__The request__
Rewrite the listing below with every "Target" changed to "Object" and all other text left as is. Leave out the picture lines.

Location annotation dataset excerpts
"""
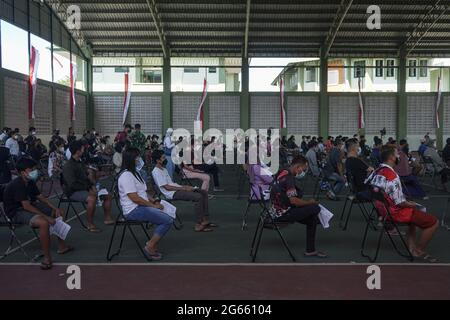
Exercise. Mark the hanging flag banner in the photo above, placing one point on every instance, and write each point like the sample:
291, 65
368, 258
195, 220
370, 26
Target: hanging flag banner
200, 113
438, 102
73, 102
32, 81
126, 103
361, 122
283, 124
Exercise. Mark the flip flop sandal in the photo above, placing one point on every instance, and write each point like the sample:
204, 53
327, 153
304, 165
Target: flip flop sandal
"""
__Solution to the exercise__
Exercise. Mark the hanging flag banner in the photo above, placing one point on every instance, and write each point like the sample:
291, 65
368, 258
195, 220
370, 26
Object: hanging flag banner
200, 113
438, 102
73, 102
32, 81
126, 103
361, 122
283, 124
Exercise. Mark the flip flop sandal in the photo above, placing one point on every instance, and write each point like the sample:
204, 53
327, 153
304, 165
Object: flip flop sandal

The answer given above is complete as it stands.